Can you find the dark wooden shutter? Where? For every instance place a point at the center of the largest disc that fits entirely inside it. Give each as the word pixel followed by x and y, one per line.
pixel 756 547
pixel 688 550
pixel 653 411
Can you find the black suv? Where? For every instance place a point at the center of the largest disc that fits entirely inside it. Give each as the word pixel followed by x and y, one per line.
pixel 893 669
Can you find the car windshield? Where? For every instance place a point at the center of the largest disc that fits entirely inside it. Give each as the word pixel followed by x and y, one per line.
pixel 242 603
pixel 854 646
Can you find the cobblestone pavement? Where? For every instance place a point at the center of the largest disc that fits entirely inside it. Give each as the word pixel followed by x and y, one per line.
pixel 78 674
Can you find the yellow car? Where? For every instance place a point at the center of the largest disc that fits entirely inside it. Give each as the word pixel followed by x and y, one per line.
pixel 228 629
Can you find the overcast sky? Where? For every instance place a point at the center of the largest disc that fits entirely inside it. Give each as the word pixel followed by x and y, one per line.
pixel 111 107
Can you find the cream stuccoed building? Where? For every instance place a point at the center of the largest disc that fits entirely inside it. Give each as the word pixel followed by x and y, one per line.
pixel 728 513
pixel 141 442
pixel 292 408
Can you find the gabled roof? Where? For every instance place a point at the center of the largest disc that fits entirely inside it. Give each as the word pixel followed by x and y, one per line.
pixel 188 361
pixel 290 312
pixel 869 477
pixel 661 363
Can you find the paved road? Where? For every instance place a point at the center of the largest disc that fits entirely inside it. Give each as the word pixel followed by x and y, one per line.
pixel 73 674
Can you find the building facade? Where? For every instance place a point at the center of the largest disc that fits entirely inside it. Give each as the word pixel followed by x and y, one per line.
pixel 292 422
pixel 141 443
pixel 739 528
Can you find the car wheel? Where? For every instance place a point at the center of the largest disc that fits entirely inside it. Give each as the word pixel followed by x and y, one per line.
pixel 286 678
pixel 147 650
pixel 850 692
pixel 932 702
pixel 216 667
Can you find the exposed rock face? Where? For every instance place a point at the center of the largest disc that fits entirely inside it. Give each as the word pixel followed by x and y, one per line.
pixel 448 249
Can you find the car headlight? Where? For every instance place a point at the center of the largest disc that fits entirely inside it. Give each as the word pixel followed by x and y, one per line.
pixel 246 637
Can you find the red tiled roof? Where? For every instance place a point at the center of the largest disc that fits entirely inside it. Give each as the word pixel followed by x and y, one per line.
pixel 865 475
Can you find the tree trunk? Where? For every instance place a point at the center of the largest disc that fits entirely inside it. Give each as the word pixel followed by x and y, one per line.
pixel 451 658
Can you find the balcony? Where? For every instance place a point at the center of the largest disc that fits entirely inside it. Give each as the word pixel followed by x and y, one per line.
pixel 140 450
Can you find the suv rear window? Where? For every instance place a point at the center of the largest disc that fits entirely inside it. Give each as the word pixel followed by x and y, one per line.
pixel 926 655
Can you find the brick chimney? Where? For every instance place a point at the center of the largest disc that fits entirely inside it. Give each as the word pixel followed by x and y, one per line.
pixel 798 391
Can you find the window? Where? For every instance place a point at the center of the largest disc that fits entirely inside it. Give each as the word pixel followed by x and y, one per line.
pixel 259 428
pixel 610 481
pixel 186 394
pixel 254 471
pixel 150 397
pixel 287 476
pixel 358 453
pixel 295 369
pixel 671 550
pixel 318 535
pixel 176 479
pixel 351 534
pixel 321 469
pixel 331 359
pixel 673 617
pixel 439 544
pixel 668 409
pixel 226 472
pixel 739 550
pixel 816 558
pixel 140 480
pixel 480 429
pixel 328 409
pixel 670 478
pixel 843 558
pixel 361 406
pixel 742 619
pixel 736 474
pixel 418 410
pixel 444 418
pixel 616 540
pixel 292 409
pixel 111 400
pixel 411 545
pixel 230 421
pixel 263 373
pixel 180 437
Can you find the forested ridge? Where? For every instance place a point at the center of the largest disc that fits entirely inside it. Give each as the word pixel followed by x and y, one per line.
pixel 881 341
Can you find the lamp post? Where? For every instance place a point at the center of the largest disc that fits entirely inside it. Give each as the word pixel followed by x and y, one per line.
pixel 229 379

▶ **WHAT THE TASK ASKS**
Each entry needs to be given again exactly as it stands.

▶ **COMPLETED TASK**
Can you find the dark wooden shutter? Where? For every instance place a point at the center of the largest disc that fits entirely inside it. Give each as the word pixel followed by x and y, one per line.
pixel 756 547
pixel 688 550
pixel 653 411
Can you find the black suv? Where? For every instance place a point at the center of the largest disc that fits entirely inside it. Give each as the word pixel followed by x and y, one per line.
pixel 893 669
Can you find the car windshield? Where? For every instance place a point at the center of the largest disc that fits entirely inside it. Give each as the word pixel followed by x and y, one per line.
pixel 242 603
pixel 854 646
Can you find the cobblestone pavement? Where? For every instance place a point at the center of the largest disc that fits entirely inside it. Give each as the word pixel followed by x and y, one per line.
pixel 78 674
Can you find the yellow car? Where? For every instance place a point at the center of the largest disc that fits entirely inside it. Give each as the word pixel followed by x and y, one per line.
pixel 228 629
Can you find the overcast sky? Where? For every instance place a point at the center of the largest disc that fits entirely inside it. Give each as the word pixel followed by x and y, one per line.
pixel 111 107
Can you find the cream stuccoed building? Where? For every instance place a point at the center of the largest disc that fits entirely inside it. Give each as the word pixel followed by x and y, one per line.
pixel 728 513
pixel 141 442
pixel 292 408
Can you find the gabled roof? Where? For every instance place a point at the center of the largest disc that fits entirely inside it. Give each as the word pixel followed by x and y, one per line.
pixel 188 361
pixel 290 312
pixel 869 477
pixel 661 363
Can you find the paved road? Where? For every instance place a point at the center of the largest disc that fits entirely inside it. Give each as the word pixel followed by x and y, one per line.
pixel 73 674
Can you find the building facade? Where? For every instance place a point at the center of the largest disc that fits entirely inside it. Give each as the word pixel followed by x and y, one per line.
pixel 292 422
pixel 141 443
pixel 739 528
Can you find the car wheel? Where? For every instance place a point at the center of the largest disc that fits entirely inside it. Give each as the word pixel followed by x and y, one per line.
pixel 286 678
pixel 147 650
pixel 850 692
pixel 932 702
pixel 216 667
Can you find the exposed rock face? Where? For every instance place a point at the center of the largest disc that fits entirely inside it. Give each as the word pixel followed by x and y, one per line.
pixel 448 249
Can you find the car headlight? Where? For every instance place a point at the center of the largest disc that fits entirely inside it. Give each as the word pixel followed by x and y, one per line.
pixel 246 637
Can you find the red tiled roof? Where? For every instance place a point at the center of the largest disc that fits entirely inside it. Give each as the word pixel followed by x and y, one per line.
pixel 865 475
Can you find the tree trunk? Where? For every instance place a point at the center of the largest disc that fits entirely inside it. Give each as the word pixel followed by x and y, one per line.
pixel 451 658
Can you find the balcony? Where? For every instance place a point at the center of the largest disc that fits entirely inside it. Give each as the word pixel followed by x and y, one per line.
pixel 140 450
Can you find the suv rear window? Where? For every instance place a point at the center of the largest disc that fits entirely inside it. Give each as the word pixel followed by x and y, one per line.
pixel 926 655
Can you find the brick chimney? Where? For every instance place a point at the center of the largest disc that fits entirely inside it. Give each as the word pixel followed by x and y, one per line.
pixel 798 391
Can you find the window? Where? For every instance place a point at the center of the largest disc that fits entirely inside it. Give each as the word pixel followed by x and y, one per line.
pixel 259 428
pixel 610 481
pixel 186 394
pixel 254 471
pixel 150 397
pixel 287 476
pixel 358 453
pixel 295 369
pixel 671 550
pixel 318 535
pixel 176 479
pixel 351 534
pixel 321 469
pixel 331 359
pixel 673 617
pixel 439 544
pixel 668 409
pixel 226 472
pixel 739 550
pixel 816 558
pixel 140 480
pixel 480 429
pixel 328 409
pixel 670 478
pixel 843 558
pixel 361 406
pixel 742 619
pixel 736 474
pixel 418 410
pixel 444 418
pixel 616 540
pixel 292 409
pixel 111 400
pixel 411 545
pixel 230 421
pixel 263 373
pixel 180 437
Can you find the forested ridge? Where? For every instance place a point at the center of the largest disc that fits entirely inside it. Give each as the word pixel followed by x and y, one per line.
pixel 881 341
Can you find the lamp post? Where? For every instance place a point at the center of the largest disc that fits entirely inside it. Give each as the word pixel followed by x and y, one per line.
pixel 229 379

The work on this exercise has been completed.